» **Excerpts from point annotation data**:
▬▬▬

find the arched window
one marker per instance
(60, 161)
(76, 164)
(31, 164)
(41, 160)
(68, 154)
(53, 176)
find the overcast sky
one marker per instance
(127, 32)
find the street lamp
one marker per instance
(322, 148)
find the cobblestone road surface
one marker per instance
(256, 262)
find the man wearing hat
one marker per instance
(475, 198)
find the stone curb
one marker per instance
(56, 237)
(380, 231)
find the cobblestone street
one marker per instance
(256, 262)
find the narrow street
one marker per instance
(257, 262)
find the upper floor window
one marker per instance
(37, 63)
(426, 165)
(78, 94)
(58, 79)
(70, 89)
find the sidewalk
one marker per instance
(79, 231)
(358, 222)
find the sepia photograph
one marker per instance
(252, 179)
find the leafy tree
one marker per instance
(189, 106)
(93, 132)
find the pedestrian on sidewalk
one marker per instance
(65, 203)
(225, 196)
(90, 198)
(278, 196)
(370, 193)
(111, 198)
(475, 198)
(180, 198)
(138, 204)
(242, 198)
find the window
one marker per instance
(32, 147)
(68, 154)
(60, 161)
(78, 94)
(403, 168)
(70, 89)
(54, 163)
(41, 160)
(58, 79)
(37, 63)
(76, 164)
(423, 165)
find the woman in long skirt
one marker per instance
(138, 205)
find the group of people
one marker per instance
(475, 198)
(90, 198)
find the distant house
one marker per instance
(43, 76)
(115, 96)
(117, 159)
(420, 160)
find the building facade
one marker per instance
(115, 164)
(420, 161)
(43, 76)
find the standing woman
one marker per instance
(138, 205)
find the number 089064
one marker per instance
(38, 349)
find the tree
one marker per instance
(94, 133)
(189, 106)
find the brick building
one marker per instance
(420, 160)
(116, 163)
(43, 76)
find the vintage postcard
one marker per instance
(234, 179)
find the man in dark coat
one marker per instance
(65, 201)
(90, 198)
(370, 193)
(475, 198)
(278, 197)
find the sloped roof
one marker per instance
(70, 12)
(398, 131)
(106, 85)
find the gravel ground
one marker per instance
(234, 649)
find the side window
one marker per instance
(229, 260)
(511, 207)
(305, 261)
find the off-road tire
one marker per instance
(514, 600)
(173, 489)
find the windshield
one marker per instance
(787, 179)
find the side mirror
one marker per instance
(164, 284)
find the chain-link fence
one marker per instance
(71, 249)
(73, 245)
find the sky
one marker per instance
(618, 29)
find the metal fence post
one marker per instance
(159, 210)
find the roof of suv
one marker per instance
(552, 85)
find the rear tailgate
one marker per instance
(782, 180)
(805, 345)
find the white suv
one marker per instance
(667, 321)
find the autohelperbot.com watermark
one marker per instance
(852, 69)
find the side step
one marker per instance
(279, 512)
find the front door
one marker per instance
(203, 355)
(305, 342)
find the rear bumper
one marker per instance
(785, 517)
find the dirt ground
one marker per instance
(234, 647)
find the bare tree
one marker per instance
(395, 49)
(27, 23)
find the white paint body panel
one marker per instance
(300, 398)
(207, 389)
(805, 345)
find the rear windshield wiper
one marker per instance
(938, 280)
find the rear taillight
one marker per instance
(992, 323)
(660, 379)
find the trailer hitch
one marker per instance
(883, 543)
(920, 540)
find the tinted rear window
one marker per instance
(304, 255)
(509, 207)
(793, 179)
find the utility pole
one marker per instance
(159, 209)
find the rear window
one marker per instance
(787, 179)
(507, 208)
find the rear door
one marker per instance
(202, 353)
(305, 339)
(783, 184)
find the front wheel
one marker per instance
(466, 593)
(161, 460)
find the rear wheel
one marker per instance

▬▬▬

» **Short task**: Retype all the records, matching them exactly.

» **Solution for this problem**:
find the arched window
one marker per instance
(60, 161)
(76, 164)
(31, 164)
(41, 160)
(68, 154)
(53, 176)
find the overcast sky
one marker per instance
(127, 32)
find the street lamp
one marker per instance
(322, 148)
find the cobblestone road surface
one marker per instance
(256, 262)
find the man wearing hat
one marker per instance
(475, 198)
find the stone curb
one marker per instance
(56, 237)
(380, 231)
find the cobblestone street
one marker per instance
(256, 262)
find the narrow street
one marker per instance
(257, 262)
find the upper floor window
one marker per instance
(37, 63)
(426, 165)
(78, 94)
(58, 79)
(70, 89)
find the sidewalk
one marker per instance
(79, 231)
(358, 222)
find the sepia photograph
one marker per instance
(252, 179)
find the leafy tree
one marker per instance
(189, 106)
(93, 132)
find the pedestrian on sidewalk
one marker per instance
(65, 203)
(225, 196)
(90, 198)
(278, 196)
(370, 193)
(111, 198)
(475, 198)
(180, 198)
(138, 204)
(242, 198)
find the window
one marker per instance
(32, 147)
(68, 154)
(60, 161)
(78, 94)
(403, 168)
(70, 89)
(54, 163)
(41, 160)
(58, 79)
(37, 63)
(76, 164)
(423, 165)
find the woman in long skirt
one marker per instance
(138, 205)
find the group of people
one marker per instance
(475, 198)
(90, 198)
find the distant house
one marker per instance
(43, 76)
(115, 96)
(117, 159)
(420, 160)
find the building facade
one marker per instance
(115, 164)
(420, 161)
(43, 76)
find the standing woman
one marker per instance
(138, 205)
find the number 089064
one marker per instance
(38, 349)
find the tree
one marker per instance
(94, 133)
(189, 106)
find the brick building
one marker per instance
(420, 160)
(116, 163)
(43, 76)
find the vintage postcard
one marker per instance
(234, 179)
find the man in dark coat
one marker per instance
(65, 201)
(90, 198)
(370, 193)
(475, 198)
(278, 197)
find the sloped roof
one marker per instance
(70, 12)
(398, 131)
(106, 85)
find the gravel ground
one marker per instance
(234, 649)
find the side window
one marker per instance
(229, 260)
(511, 207)
(305, 261)
find the off-road tire
one marker per instance
(514, 600)
(173, 489)
find the windshield
one marker per instance
(787, 179)
find the side mirror
one marker per instance
(164, 284)
find the chain-link fence
one marker per instance
(71, 249)
(73, 245)
find the sky
one marker per instance
(618, 29)
find the metal fence post
one marker per instance
(159, 210)
find the roof of suv
one marker per instance
(552, 85)
find the rear tailgate
one marker per instance
(782, 180)
(805, 345)
find the white suv
one marker per instance
(667, 321)
find the autohelperbot.com watermark
one marker per instance
(852, 69)
find the side step
one marker per instance
(279, 512)
find the front door
one marker per instance
(203, 355)
(305, 342)
find the rear bumper
one marker per instance
(785, 517)
find the dirt ground
one marker per instance
(234, 647)
find the bare tree
one marker per instance
(395, 49)
(27, 23)
find the white paint body panel
one marker per instance
(300, 398)
(207, 389)
(805, 345)
find the rear windshield wiper
one marker per instance
(938, 280)
find the rear taillight
one marker per instance
(992, 323)
(660, 379)
find the trailer hitch
one marker per instance
(883, 543)
(920, 540)
find the tinted rear window
one marker per instance
(304, 255)
(509, 207)
(793, 179)
find the utility pole
one marker per instance
(159, 209)
find the rear window
one marker per instance
(787, 179)
(507, 208)
find the rear door
one marker per instance
(202, 353)
(305, 339)
(783, 184)
find the front wheel
one marker per instance
(466, 593)
(161, 460)
find the rear wheel
one marker per instance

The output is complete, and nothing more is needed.